Камешки на ладони
Шрифт:
Тем не менее у любого счастья существует фон, или, вернее, основа, и есть подробности крупных планов.
Наиболее прочной и, вероятно, единственно прочной основой является глубокая удовлетворенность главным делом своей жизни, которое тоже у каждого человека свое.
Личные, повседневные огорчения и радости (подробности крупного плана) могут, конечно, на время заслонять основное. Но при отсутствии основного они не могут составить счастья.
Однажды я ночевал в коренном дагестанском ауле.
Днем, пока мы суетились и разговаривали, обедали и пели песни, ничего не было слышно,
Потом я лег спать, и мне начал чудиться шум реки. Чем тише становилось на улице, тем громче шумела река. Постепенно она заполнила всю тишину, и ничего в мире кроме нее не осталось. Властно, полнозвучно, устойчиво шумела река, которой днем не было слышно нигде поблизости, Утром, когда мир снова наполнился криками петуха, скрипом колеса, громыханием грузовика и нашим собственным разговором о всякой ерунде, я спросил у жителей аула и узнал все же, что река мне не приснилась, она действительно существует в дальнем ущелье за горой, только днем ее не слышно.
Каково же художнику сквозь повседневную суету жизни прислушиваться к постоянно существующему в нем самом и в мире, но не постоянно слышимому голосу откровения?

## Задания
**A)** Ответьте на вопросы по отрывку «Камешки на ладони».
(i) Что названо наиболее прочной основой счастья?
(ii) Где прошла ночь, о которой рассказывается в отрывке?
(iii) Где, как выяснилось утром, на самом деле находится река?
**B)** Допишите отрывок «Камешки на ладони», продолжив размышление после его последней фразы.

## Фрагмент набора данных
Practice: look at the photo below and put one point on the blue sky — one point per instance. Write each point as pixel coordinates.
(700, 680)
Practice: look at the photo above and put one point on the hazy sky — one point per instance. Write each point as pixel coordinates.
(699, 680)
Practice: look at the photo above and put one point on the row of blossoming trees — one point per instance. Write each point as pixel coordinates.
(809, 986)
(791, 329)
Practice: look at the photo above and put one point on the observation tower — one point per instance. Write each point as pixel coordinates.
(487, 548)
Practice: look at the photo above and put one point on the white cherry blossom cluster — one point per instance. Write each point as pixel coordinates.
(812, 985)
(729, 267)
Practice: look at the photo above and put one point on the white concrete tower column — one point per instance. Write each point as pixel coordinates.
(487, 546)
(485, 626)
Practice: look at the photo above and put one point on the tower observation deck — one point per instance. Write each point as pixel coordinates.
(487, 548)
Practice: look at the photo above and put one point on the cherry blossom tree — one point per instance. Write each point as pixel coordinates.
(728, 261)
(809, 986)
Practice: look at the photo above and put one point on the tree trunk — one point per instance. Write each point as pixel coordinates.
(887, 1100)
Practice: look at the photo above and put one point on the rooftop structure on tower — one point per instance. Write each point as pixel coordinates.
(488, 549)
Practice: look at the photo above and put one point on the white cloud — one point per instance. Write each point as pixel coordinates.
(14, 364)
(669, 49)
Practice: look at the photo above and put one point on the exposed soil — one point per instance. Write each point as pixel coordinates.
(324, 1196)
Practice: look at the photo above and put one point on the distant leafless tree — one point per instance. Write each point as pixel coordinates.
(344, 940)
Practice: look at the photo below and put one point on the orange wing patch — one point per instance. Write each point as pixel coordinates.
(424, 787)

## Ответы к заданиям
**A)**
(i) Глубокая удовлетворенность главным делом своей жизни.
(ii) В коренном дагестанском ауле.
(iii) В дальнем ущелье за горой.

**B)**
И я мог бы многое услышать в этом мире, но, к сожалению, сам я все время шумел.
Красота окружающего мира постепенно аккумулировалась в душе древнего человека. Потом неизбежно началась отдача. Изображение цветка или оленя появилось на рукоятке боевого топора. Вместе с тем изображение топора или оленя появилось на скале, высеченное при помощи камня или нарисованное пометом летучей мыши.
Но что же все-таки было в начале: потребность души поделиться с другой душой (рисунок на скале) или потребность украсить свой боевой топор и тем самым выделить свою индивидуальность?
Мысль или образ, еще не отлитые в форму, не заключенные в формулу, в чеканную фразу, в отточенную строфу, способны развиваться, детонировать, порождать цепочку, влекущую другие мысли и образы. Они, как летящая бабочка, которую трудно разглядеть в подробностях, но следя за которой увидишь замысловатые зигзаги ее полета и цветок, на котором она посидела, и другую бабочку, которую она спугнула, и темную ель, на фоне которой творился ее золотистый зигзаг.
Напротив, мысль или образ, облеченные в форму, это та же самая бабочка, но уже пришпиленная булавкой. Ее теперь легче разглядывать и изучать, но ждать от нее больше нечего, она вся тут и никаких золотистых зигзагов, никаких неожиданностей подарить нам не может.
Чтобы любить и защищать родную культуру, достаточно, может быть, родиться в своей стране, среди своего народа и, так сказать, впитать национальные чувства с молоком матери.
Чтобы любить и защищать культуру другого народа, нужно обладать самому высокой и широкой культурой.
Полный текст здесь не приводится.